PAGE -
◆ ◆ ◆ ◆
It's not just space where one universe transitions into another...but in fact, though the Multiverse can manifest itself as a whole...it exists apart from it's individual Universes with in the Cosmic Vortex.
Obviously this does not affect the relationship between aspect and totality.

See those little purple balls, that's where atleza is..and every little purple ball is the domain of the anchor...Yes...very much outside the Multiverse...the Multiverse is seperated into Universes which are the Bigger balls obviously...anything outside the bigger balls is untouched by space or time.




Mkraan crystal was a Universal Threat. And it was then and it is now.

Through the Nexus of all Realities, the Crystal can allow travel between universes, but opening the Crystal could cause the mass of the neutron galaxy inside to suck in the entire universe and potentially cause a chain-reaction across the multiverse, destroying all universes in existence.

And when Phoenix repaired this on panel it was a Universal threat, just like it is now. It "could" cause a chain reaction.
◆ ◆ ◆ ◆
[Labels for object points]
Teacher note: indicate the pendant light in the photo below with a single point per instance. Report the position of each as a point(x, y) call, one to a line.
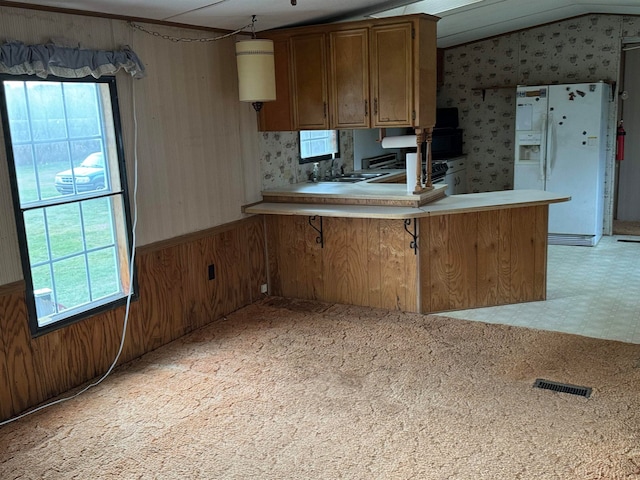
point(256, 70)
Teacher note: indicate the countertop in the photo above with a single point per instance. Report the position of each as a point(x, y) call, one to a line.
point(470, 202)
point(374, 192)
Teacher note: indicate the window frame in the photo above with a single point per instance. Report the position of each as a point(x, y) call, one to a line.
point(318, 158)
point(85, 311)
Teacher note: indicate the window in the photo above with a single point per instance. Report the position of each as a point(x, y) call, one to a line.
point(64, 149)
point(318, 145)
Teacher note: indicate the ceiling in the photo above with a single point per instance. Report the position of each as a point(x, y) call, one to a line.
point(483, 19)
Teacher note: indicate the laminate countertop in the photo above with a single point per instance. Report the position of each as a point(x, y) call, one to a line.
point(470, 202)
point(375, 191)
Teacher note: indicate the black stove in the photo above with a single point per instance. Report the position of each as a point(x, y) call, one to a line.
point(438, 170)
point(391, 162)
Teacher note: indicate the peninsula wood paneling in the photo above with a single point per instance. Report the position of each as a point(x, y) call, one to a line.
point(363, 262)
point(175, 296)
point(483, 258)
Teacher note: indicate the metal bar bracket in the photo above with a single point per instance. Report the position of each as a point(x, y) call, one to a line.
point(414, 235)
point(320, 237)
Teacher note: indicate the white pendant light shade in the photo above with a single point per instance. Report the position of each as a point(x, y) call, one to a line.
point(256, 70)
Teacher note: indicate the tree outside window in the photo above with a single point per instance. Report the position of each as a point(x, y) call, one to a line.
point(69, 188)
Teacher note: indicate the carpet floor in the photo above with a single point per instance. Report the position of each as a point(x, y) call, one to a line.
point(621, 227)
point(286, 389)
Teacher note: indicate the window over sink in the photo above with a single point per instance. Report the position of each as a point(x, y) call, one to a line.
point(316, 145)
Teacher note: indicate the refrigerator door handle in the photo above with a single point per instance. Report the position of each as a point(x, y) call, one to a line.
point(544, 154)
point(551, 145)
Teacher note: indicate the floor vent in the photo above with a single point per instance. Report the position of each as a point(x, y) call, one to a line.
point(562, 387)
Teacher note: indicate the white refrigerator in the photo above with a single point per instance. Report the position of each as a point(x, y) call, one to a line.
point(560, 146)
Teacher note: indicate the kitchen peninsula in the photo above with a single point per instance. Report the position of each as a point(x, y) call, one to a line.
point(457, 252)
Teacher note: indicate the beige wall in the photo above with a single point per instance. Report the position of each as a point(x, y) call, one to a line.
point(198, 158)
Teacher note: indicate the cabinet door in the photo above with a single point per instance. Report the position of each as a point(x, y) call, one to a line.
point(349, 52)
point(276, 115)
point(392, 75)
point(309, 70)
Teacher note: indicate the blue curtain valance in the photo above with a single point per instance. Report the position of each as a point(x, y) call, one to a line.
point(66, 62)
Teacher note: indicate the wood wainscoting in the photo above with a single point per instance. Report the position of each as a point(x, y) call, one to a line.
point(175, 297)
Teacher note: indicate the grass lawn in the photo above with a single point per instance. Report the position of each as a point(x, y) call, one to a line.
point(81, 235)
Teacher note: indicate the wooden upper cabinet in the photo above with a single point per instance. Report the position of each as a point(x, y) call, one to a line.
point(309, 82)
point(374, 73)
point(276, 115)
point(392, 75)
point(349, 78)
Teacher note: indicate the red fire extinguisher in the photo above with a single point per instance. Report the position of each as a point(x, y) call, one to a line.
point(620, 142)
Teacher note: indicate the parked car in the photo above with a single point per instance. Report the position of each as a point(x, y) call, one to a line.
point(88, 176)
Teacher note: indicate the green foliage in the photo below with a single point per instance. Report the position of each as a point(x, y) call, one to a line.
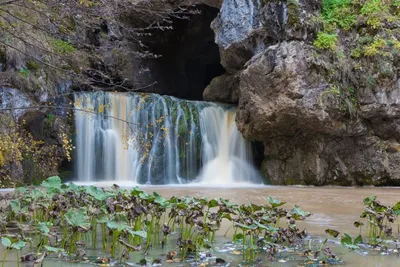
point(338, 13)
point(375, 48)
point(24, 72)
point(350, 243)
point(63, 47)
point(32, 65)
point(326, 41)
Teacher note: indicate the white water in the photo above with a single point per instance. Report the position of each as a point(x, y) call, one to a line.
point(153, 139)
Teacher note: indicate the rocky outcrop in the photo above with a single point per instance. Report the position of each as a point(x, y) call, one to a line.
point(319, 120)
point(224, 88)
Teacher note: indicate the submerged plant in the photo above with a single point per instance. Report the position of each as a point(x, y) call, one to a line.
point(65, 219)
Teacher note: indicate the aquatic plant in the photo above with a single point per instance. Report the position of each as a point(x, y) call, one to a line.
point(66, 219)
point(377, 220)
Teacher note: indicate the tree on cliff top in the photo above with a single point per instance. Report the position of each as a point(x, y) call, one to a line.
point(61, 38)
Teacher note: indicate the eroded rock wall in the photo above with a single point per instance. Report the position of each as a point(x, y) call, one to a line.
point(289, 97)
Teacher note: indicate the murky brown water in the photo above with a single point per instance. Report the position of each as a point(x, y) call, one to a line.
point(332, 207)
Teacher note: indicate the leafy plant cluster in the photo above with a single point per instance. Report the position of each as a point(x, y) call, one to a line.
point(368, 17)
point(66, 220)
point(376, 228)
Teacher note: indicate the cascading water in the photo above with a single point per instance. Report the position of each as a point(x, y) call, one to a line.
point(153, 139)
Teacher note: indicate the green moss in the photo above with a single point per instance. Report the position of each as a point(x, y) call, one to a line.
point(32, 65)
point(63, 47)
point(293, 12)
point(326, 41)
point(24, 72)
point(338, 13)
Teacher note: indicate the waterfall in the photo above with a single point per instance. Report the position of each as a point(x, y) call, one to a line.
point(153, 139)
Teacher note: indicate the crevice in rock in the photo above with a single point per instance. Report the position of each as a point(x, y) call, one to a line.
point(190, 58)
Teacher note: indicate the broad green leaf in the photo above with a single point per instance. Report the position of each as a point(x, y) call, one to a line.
◆ ◆ ◆ ◆
TASK GOAL -
According to the forum thread, what could happen if the Crystal were opened? List each outcome it names. The items have nothing to do with what is asked here.

EXPECTED ANSWER -
- The mass of the neutron galaxy inside could suck in the entire universe.
- It could potentially cause a chain reaction across the multiverse.
- That chain reaction could destroy all universes in existence.